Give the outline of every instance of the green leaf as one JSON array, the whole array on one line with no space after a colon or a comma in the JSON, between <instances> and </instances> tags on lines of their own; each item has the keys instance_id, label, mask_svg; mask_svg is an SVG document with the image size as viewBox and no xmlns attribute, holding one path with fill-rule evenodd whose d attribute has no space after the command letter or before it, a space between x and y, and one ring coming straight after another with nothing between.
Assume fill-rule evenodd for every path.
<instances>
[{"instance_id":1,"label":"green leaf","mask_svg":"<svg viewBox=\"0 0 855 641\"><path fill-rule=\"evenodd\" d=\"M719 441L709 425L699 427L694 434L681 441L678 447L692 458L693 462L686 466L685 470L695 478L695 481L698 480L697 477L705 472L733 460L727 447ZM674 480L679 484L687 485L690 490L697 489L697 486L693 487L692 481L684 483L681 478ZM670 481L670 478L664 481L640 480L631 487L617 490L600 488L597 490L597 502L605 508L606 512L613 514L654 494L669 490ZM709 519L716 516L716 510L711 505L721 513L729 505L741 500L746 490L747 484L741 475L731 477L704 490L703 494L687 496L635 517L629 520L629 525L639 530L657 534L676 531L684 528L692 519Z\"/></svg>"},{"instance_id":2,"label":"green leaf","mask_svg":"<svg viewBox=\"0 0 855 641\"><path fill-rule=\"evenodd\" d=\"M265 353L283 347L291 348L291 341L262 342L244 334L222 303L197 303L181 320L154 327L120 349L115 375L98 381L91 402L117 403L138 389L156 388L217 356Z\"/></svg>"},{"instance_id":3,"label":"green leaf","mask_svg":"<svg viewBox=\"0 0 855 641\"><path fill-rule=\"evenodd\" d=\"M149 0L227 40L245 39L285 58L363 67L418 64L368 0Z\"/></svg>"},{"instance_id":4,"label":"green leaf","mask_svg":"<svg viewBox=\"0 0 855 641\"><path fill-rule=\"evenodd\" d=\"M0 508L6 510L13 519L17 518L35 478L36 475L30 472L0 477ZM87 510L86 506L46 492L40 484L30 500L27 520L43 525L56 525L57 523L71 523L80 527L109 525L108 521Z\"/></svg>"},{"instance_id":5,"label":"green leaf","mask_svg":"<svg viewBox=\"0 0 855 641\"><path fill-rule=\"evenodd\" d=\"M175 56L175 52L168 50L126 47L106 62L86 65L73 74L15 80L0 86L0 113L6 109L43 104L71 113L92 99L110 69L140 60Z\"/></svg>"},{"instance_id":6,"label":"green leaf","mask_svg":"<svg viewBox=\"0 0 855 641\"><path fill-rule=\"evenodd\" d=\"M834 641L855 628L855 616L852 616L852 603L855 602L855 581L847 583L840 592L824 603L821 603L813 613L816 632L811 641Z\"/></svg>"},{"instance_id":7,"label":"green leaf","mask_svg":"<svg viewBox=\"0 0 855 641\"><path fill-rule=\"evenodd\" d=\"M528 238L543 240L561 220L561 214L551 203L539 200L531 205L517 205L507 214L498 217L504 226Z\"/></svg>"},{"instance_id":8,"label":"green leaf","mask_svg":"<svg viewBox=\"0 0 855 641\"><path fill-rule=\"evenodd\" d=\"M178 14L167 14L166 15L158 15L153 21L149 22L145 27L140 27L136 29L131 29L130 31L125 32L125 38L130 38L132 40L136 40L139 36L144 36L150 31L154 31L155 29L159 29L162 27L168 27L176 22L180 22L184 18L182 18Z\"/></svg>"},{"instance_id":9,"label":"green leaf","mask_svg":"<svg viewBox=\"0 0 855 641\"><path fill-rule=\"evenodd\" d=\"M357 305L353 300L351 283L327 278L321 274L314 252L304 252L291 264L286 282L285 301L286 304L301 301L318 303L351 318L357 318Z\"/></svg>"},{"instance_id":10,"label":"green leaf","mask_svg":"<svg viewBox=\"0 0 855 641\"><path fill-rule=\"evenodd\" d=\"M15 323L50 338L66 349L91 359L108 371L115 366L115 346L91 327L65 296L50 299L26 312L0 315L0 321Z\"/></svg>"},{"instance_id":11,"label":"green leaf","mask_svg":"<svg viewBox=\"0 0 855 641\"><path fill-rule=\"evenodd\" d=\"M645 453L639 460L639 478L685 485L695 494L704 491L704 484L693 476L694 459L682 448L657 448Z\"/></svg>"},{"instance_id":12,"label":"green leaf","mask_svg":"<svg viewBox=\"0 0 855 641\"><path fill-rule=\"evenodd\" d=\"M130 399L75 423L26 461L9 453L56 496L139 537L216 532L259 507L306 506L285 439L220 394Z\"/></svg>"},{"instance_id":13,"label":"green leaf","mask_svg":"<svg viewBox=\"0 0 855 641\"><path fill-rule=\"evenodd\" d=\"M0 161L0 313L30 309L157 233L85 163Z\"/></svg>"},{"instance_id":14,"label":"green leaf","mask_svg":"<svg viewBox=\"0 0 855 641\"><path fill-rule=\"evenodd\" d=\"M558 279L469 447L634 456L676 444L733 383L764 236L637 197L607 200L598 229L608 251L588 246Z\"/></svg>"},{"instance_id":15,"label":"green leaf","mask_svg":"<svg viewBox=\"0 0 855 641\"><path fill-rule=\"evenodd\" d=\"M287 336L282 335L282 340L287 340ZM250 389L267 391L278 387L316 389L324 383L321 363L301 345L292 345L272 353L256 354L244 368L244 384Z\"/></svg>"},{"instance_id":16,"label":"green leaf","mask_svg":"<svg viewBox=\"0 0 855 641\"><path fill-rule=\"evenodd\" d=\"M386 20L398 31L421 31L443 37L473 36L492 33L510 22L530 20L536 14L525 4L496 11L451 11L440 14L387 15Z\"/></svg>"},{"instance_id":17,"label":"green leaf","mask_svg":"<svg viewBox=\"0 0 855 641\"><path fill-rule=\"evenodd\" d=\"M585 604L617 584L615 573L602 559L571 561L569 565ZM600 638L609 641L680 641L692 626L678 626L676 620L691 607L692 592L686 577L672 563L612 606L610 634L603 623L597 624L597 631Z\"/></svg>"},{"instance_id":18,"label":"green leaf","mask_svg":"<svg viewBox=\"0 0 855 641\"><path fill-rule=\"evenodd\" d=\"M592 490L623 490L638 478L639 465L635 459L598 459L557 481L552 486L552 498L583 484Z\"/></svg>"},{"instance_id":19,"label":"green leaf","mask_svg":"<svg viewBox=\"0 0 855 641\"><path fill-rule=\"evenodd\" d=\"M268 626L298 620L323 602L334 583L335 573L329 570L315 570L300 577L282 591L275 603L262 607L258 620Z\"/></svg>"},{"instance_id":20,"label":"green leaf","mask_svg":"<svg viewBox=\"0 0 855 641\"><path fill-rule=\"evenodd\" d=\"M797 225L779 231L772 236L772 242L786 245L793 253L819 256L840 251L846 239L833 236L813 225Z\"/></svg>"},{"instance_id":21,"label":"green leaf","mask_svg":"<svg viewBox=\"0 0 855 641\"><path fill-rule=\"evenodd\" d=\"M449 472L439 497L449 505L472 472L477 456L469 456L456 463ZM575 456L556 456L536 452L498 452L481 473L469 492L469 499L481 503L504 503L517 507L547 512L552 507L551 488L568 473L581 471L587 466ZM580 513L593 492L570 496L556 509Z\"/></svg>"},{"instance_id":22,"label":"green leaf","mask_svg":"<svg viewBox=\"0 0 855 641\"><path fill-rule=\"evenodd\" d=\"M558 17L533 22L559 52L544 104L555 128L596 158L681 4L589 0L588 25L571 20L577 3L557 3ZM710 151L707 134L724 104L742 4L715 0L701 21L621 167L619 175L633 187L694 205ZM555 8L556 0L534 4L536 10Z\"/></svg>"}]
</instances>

**Description of the task:**
The records above are to be repeated exactly, in their entirety.

**Response to the task:**
Give the outline of every instance of the green leaf as one JSON array, the whole array on one line with no space after a colon or a comma in the JSON, between <instances> and </instances> tags on lines of their own; each item has the keys instance_id, label, mask_svg; mask_svg is an SVG document with the image size as viewBox and no xmlns attribute, holding one path with fill-rule evenodd whose d attribute has no space after the command letter or before it, a space between x and y, and one ring coming straight after another with nothing between.
Assume fill-rule evenodd for every path.
<instances>
[{"instance_id":1,"label":"green leaf","mask_svg":"<svg viewBox=\"0 0 855 641\"><path fill-rule=\"evenodd\" d=\"M719 441L709 425L699 427L694 434L681 441L678 447L692 458L693 462L686 466L685 470L695 478L695 481L698 480L697 477L705 472L733 460L727 447ZM674 480L679 484L687 485L690 490L697 489L697 486L693 487L692 481L684 483L681 478ZM670 481L670 478L664 481L640 480L631 487L617 490L600 488L597 490L597 502L605 508L606 512L613 514L654 494L669 490ZM709 519L716 516L716 510L711 505L721 513L729 505L741 500L746 490L747 484L741 475L731 477L704 490L703 494L687 496L635 517L629 520L629 525L639 530L657 534L676 531L684 528L692 519Z\"/></svg>"},{"instance_id":2,"label":"green leaf","mask_svg":"<svg viewBox=\"0 0 855 641\"><path fill-rule=\"evenodd\" d=\"M265 353L283 347L291 348L291 341L262 342L244 334L222 303L197 303L181 320L154 327L120 349L115 375L98 381L91 402L117 403L138 389L156 388L217 356Z\"/></svg>"},{"instance_id":3,"label":"green leaf","mask_svg":"<svg viewBox=\"0 0 855 641\"><path fill-rule=\"evenodd\" d=\"M149 0L227 40L245 39L285 58L363 67L418 64L368 0Z\"/></svg>"},{"instance_id":4,"label":"green leaf","mask_svg":"<svg viewBox=\"0 0 855 641\"><path fill-rule=\"evenodd\" d=\"M0 508L6 510L13 519L17 518L35 478L36 475L30 472L0 477ZM87 510L86 506L46 492L40 484L30 500L27 520L43 525L56 525L57 523L71 523L80 527L109 525L108 521Z\"/></svg>"},{"instance_id":5,"label":"green leaf","mask_svg":"<svg viewBox=\"0 0 855 641\"><path fill-rule=\"evenodd\" d=\"M175 56L175 52L168 50L126 47L106 62L86 65L73 74L15 80L0 86L0 113L6 109L43 104L71 113L92 99L110 69L140 60Z\"/></svg>"},{"instance_id":6,"label":"green leaf","mask_svg":"<svg viewBox=\"0 0 855 641\"><path fill-rule=\"evenodd\" d=\"M834 641L855 628L855 616L852 616L852 603L855 602L855 581L847 583L840 592L824 603L821 603L813 613L816 632L811 641Z\"/></svg>"},{"instance_id":7,"label":"green leaf","mask_svg":"<svg viewBox=\"0 0 855 641\"><path fill-rule=\"evenodd\" d=\"M528 238L543 240L561 220L561 214L551 203L539 200L531 205L517 205L507 214L498 217L504 226Z\"/></svg>"},{"instance_id":8,"label":"green leaf","mask_svg":"<svg viewBox=\"0 0 855 641\"><path fill-rule=\"evenodd\" d=\"M178 14L167 14L166 15L158 15L153 21L149 22L145 27L140 27L136 29L131 29L130 31L125 32L125 38L130 38L132 40L136 40L139 36L144 36L150 31L154 31L155 29L159 29L162 27L168 27L176 22L180 22L184 18L182 18Z\"/></svg>"},{"instance_id":9,"label":"green leaf","mask_svg":"<svg viewBox=\"0 0 855 641\"><path fill-rule=\"evenodd\" d=\"M357 305L353 300L351 283L327 278L321 274L314 252L304 252L291 264L286 282L285 301L286 304L301 301L318 303L351 318L357 318Z\"/></svg>"},{"instance_id":10,"label":"green leaf","mask_svg":"<svg viewBox=\"0 0 855 641\"><path fill-rule=\"evenodd\" d=\"M15 323L50 338L66 349L91 359L108 371L115 366L115 346L91 327L65 296L50 299L26 312L0 315L0 321Z\"/></svg>"},{"instance_id":11,"label":"green leaf","mask_svg":"<svg viewBox=\"0 0 855 641\"><path fill-rule=\"evenodd\" d=\"M645 453L639 460L639 478L685 485L695 494L704 491L704 484L693 476L694 459L682 448L657 448Z\"/></svg>"},{"instance_id":12,"label":"green leaf","mask_svg":"<svg viewBox=\"0 0 855 641\"><path fill-rule=\"evenodd\" d=\"M130 399L75 423L26 461L9 453L56 496L139 537L216 532L259 507L306 506L285 439L220 394Z\"/></svg>"},{"instance_id":13,"label":"green leaf","mask_svg":"<svg viewBox=\"0 0 855 641\"><path fill-rule=\"evenodd\" d=\"M0 161L0 313L30 309L157 233L85 163Z\"/></svg>"},{"instance_id":14,"label":"green leaf","mask_svg":"<svg viewBox=\"0 0 855 641\"><path fill-rule=\"evenodd\" d=\"M558 279L469 447L634 456L676 444L733 383L764 236L637 197L607 200L598 229L608 251L588 246Z\"/></svg>"},{"instance_id":15,"label":"green leaf","mask_svg":"<svg viewBox=\"0 0 855 641\"><path fill-rule=\"evenodd\" d=\"M287 336L282 335L282 340L287 340ZM250 389L267 391L278 387L316 389L324 383L321 363L301 345L292 345L272 353L256 354L244 368L244 384Z\"/></svg>"},{"instance_id":16,"label":"green leaf","mask_svg":"<svg viewBox=\"0 0 855 641\"><path fill-rule=\"evenodd\" d=\"M386 20L398 31L421 31L443 37L473 36L492 33L510 22L530 20L536 14L525 4L496 11L451 11L440 14L387 15Z\"/></svg>"},{"instance_id":17,"label":"green leaf","mask_svg":"<svg viewBox=\"0 0 855 641\"><path fill-rule=\"evenodd\" d=\"M585 604L617 584L615 573L602 559L571 561L569 565ZM600 638L609 641L680 641L692 626L678 626L676 620L691 607L692 592L686 577L672 563L612 606L610 634L603 623L597 624L597 631Z\"/></svg>"},{"instance_id":18,"label":"green leaf","mask_svg":"<svg viewBox=\"0 0 855 641\"><path fill-rule=\"evenodd\" d=\"M592 490L623 490L638 478L639 465L635 459L598 459L557 481L552 486L552 498L583 484Z\"/></svg>"},{"instance_id":19,"label":"green leaf","mask_svg":"<svg viewBox=\"0 0 855 641\"><path fill-rule=\"evenodd\" d=\"M268 626L298 620L323 602L334 583L335 573L329 570L315 570L300 577L282 591L275 603L262 607L258 620Z\"/></svg>"},{"instance_id":20,"label":"green leaf","mask_svg":"<svg viewBox=\"0 0 855 641\"><path fill-rule=\"evenodd\" d=\"M797 225L779 231L772 236L772 242L786 245L793 253L819 256L840 251L846 239L833 236L813 225Z\"/></svg>"},{"instance_id":21,"label":"green leaf","mask_svg":"<svg viewBox=\"0 0 855 641\"><path fill-rule=\"evenodd\" d=\"M449 472L439 497L449 505L472 472L477 456L469 456L456 463ZM575 456L556 456L536 452L498 452L481 473L469 492L469 499L481 503L504 503L517 507L547 512L552 507L551 488L568 473L581 471L587 466ZM580 513L593 492L570 496L556 509Z\"/></svg>"},{"instance_id":22,"label":"green leaf","mask_svg":"<svg viewBox=\"0 0 855 641\"><path fill-rule=\"evenodd\" d=\"M558 17L533 22L559 52L544 104L555 128L596 158L681 4L589 0L588 25L571 20L577 3L557 3ZM710 151L707 134L724 104L742 4L715 0L701 21L621 167L619 175L633 187L694 205ZM555 8L556 0L534 4L536 10Z\"/></svg>"}]
</instances>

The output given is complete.